What Some Mortgage Brokers
Don’t Want To Tell You
Recently I was reading an article from http://banking-and-financial-services.news.top4.com.au/ about mortgage brokers and the headline was “4 Things Your Mortgage Broker Will Never Tell You” and it went something like this; Please note; The maroon writing are my own personal comments.
Are you on the hunt for a home loan and considering recruiting the help of a mortgage broker? While mortgage brokers can be a great resource if you have a more complicated home loan or need a little mortgage advice, before you go down this road it’s important to know exactly what you’re signing up for.
So to help you decide, we’ve called on Mozo’s property expert Steve Jovcevski to reveal the common things a broker will never let you in on:
‘Of course Steve Jovcevski is going to be totally unbiased, right?’
1. Brokers don’t compare the entire market
Most brokers use an aggregator, which is a third party who has the accreditation to deal with the lender on the broker’s behalf.
Steve explains, “these aggregators only compare a select number of providers and home loan packages, which means when you use a broker you won’t have access to the entire home loan market and the lowest rates in the market.”
Smaller lenders offering super low rates often aren’t found on broker panels because they can’t afford to pay the commissions.

(TASKS AND EXERCISES)
(A) According to the mortgage broker piece, why are smaller lenders with very low rates often missing from broker panels?
(B) In the mortgage broker piece, what is an aggregator?
(C) Carry on the mortgage broker piece from its final sentence.

Items from a data source:

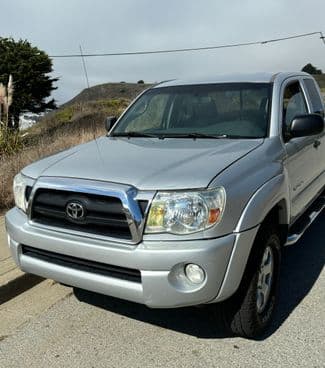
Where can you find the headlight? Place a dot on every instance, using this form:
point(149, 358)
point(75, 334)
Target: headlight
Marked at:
point(19, 188)
point(186, 212)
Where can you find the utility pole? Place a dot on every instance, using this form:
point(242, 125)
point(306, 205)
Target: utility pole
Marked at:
point(84, 66)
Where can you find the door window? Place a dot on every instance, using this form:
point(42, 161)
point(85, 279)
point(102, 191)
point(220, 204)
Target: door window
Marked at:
point(294, 104)
point(316, 102)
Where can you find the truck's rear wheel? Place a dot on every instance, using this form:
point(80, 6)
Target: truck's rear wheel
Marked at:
point(249, 312)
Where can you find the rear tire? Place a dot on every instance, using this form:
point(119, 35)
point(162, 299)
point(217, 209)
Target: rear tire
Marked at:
point(249, 312)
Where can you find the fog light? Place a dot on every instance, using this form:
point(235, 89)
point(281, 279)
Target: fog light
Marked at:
point(194, 273)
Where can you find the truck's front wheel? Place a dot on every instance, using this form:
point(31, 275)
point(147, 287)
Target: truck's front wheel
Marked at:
point(249, 312)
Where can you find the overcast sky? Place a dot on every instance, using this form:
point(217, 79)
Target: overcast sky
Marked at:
point(58, 27)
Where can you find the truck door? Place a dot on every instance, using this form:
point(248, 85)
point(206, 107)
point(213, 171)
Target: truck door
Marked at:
point(300, 151)
point(316, 106)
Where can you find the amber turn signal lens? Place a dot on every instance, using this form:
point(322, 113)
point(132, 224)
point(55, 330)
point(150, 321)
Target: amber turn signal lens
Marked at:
point(214, 215)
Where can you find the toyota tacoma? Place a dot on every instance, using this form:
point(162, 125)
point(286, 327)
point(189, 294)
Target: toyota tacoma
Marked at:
point(188, 199)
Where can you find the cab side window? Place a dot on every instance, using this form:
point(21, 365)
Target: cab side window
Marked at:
point(294, 104)
point(316, 102)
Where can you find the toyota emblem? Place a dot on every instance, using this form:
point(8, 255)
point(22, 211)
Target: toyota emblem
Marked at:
point(75, 211)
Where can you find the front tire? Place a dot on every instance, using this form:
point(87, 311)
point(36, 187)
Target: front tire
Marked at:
point(249, 312)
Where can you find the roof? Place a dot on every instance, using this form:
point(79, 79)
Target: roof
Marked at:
point(266, 77)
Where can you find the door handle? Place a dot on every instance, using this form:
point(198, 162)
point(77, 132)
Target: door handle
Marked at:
point(317, 143)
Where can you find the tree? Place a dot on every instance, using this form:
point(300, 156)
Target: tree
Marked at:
point(30, 68)
point(309, 68)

(THE RESULTS)
(A) Smaller lenders offering very low rates often aren't on broker panels because they can't afford to pay the commissions.

(B) An aggregator is a third party who has the accreditation to deal with the lender on the broker's behalf.

(C)
‘This can be true in some instances, except the part about the commissions. When a broker submits a customer’s loan application to a lender they virtually do so on a platter. In other words the broker has used their capital resources to bring the customer to the bank; the bank has had no capital outlay in recruiting that customer.
Also, many of these small lenders can be mortgage managers. In other words they are not strictly lenders in the true sense. They are acting on behalf of a money wholesaler who in actuality’ will be holding the title for your property as security. If the mortgage manager goes out of business the loan will revert back to to the wholesaler who might sell your loan off to the highest bidder.’
2. Brokers receive a higher commission for recommending certain home loans
If you sign up with a home loan through a broker they will get paid a commission by the lender, which is a percentage of your loan amount. According to Steve, lenders often run a “commission special”, which means the broker will be paid a higher percentage of the loan amount if they recommend that product to a customer.
While brokers must reveal the commission they receive in the loan doc, they won’t reveal which lenders are offering the biggest commission percentages of the loan amount. “This drives broker behaviour, as the lenders that pay a higher commission percentage often receive the most leads from the broker,” says Steve.
‘In the main this is not true, brokers look to cultivate long term relationships with their customers, because they realise that some fish grow into big fish. If your butcher keeps selling you tainted meat you’re going to find another butcher. If you buy a car from one dealer and then later find that same car at another dealer for $5,000 less there’s a big chance you’ll never go back to the dealer who sold you the car in the first place.
The facts are smart brokers negotiate with lenders to get the very best interest rate they can for their customers in order to consolidate the relationship they have with their customers.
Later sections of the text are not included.